MAC West division champions
- Conference: Mid-American Conference
- West Division
- Record: 23–11 (13–5 MAC)
- Head coach: Tod Kowalczyk (8th season);
- Assistant coaches: Jason Kaslow; Jeff Massey; Kyle Barlow;
- Home arena: Savage Arena

= 2017–18 Toledo Rockets men's basketball team =

American college basketball season

The 2017–18 Toledo Rockets men's basketball team represented the University of Toledo during the 2017–18 NCAA Division I men's basketball season. The Rockets, led by eighth-year head coach Tod Kowalczyk, played their home games at Savage Arena, as members of the West Division of the Mid-American Conference. With a win over Northern Illinois on February 27, 2018, the Rockets clinched the MAC West division championship. They finished the season 23–11, 13–5 in MAC play to win the MAC West division championship. As the No. 2 seed in the MAC tournament, they defeated Miami and Eastern Michigan before losing to Buffalo in the tournament championship. Despite winning 23 games, they did not participate in a postseason tournament.

[Location labeling records]
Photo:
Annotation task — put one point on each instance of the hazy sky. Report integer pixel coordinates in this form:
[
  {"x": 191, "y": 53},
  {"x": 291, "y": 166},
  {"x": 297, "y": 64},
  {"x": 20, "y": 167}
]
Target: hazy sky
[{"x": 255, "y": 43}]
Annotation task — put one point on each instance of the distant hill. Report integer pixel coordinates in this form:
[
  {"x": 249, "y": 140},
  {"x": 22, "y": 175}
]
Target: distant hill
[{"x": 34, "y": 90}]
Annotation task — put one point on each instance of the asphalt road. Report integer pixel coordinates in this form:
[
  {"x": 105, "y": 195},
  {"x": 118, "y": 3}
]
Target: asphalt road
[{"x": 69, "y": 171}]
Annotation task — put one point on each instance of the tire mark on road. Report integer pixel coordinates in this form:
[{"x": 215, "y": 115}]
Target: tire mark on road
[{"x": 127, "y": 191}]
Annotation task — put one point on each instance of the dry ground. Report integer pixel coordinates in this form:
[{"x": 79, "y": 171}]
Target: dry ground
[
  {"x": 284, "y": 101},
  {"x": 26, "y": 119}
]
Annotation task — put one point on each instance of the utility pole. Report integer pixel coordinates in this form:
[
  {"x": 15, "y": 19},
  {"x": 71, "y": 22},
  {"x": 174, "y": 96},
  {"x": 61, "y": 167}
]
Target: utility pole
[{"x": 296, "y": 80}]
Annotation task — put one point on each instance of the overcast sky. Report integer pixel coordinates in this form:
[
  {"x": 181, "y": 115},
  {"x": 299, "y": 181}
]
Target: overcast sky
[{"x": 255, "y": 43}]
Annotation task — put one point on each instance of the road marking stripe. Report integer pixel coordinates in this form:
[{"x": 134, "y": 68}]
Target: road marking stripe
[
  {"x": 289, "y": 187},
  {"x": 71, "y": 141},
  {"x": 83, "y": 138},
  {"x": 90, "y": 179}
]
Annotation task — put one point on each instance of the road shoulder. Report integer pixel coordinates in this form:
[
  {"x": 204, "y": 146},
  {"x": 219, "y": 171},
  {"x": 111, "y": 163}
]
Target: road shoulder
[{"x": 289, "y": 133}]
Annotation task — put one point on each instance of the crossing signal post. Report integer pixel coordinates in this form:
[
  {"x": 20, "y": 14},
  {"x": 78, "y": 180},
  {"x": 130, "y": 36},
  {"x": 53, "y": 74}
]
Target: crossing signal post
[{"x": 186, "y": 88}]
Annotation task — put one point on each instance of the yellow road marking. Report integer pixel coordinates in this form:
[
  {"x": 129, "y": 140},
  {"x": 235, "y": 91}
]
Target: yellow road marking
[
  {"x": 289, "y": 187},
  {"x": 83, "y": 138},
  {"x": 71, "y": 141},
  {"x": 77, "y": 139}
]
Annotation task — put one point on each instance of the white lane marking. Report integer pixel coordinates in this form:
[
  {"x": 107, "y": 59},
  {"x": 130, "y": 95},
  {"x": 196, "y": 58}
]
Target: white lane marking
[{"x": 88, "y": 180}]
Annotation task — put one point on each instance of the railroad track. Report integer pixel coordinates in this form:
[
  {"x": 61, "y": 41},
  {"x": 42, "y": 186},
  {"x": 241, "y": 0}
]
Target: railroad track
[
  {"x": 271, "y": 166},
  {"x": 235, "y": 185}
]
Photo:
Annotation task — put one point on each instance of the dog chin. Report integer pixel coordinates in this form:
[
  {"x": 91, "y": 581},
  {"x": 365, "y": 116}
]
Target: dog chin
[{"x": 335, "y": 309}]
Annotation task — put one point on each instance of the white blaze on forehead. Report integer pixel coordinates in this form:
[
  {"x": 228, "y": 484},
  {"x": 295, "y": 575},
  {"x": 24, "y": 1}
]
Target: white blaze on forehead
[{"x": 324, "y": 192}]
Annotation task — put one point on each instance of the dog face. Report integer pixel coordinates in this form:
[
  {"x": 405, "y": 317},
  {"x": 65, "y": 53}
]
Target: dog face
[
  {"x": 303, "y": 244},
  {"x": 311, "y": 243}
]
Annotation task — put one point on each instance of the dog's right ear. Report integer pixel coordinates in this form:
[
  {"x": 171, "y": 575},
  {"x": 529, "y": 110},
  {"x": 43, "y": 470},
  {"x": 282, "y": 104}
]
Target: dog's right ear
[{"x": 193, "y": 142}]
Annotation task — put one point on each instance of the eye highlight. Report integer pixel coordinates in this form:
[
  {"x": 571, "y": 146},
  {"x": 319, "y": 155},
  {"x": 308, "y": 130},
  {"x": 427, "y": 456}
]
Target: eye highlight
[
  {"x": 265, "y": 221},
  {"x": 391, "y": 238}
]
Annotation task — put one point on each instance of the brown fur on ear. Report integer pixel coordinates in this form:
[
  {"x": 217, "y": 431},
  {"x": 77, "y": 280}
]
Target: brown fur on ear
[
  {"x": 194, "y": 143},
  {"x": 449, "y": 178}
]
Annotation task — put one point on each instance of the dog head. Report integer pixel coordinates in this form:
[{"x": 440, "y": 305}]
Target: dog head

#### [Work instructions]
(1) Answer these about the 2017–18 Toledo Rockets season summary:
(a) Which three assistant coaches are listed?
(b) Against which team did the Rockets clinch the MAC West title, and on what date?
(c) Which team beat them in the MAC tournament championship?
(2) Pick up the 2017–18 Toledo Rockets season summary after its final sentence and keep writing.

#### [Answers for this exercise]
(1)
(a) Jason Kaslow, Jeff Massey and Kyle Barlow
(b) Northern Illinois, on February 27, 2018
(c) Buffalo

(2)
==Previous season==
The Rockets finished the 2016–17 season 17–17, 9–9 in MAC play to finish in third place in the West Division. As the No. 7 seed in the MAC tournament. they defeated Bowling Green in the first round to advance to the quarterfinals, where they lost to Ohio. They received an invitation to the College Basketball Invitational, where they lost in the first round to George Washington.

==Offseason==
===Recruiting class of 2017===

College recruiting
| Name | Hometown | School | Height | Weight | Commit date |
| Logan Hill PF | Massillon, OH | Jackson High School | 6 ft 7 in (2.01 m) | 205 lb (93 kg) | Jun 25, 2016 |
Recruit ratings: Scout: Rivals: (NR)
| Marreon Jackson PG | Cleveland, OH | Garfield Heights High School | 6 ft 0 in (1.83 m) | 160 lb (73 kg) | Feb 15, 2016 |
Recruit ratings: Scout: Rivals: (NR)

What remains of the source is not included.